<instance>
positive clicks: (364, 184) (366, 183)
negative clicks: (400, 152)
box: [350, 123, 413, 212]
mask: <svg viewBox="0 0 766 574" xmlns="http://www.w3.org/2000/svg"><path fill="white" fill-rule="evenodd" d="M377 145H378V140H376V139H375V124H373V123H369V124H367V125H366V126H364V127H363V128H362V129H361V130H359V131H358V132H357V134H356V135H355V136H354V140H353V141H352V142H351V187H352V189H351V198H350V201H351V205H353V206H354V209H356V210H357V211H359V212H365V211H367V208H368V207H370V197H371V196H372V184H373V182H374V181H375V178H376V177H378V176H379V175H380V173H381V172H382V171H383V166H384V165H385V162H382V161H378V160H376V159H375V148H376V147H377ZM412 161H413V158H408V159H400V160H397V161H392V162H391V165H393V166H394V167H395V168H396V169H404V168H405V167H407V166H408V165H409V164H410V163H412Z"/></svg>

Task objective:
Once you have identified the lines above that contain "clicks", copy each of them.

Exercise solution:
positive clicks: (364, 184) (366, 183)
negative clicks: (400, 152)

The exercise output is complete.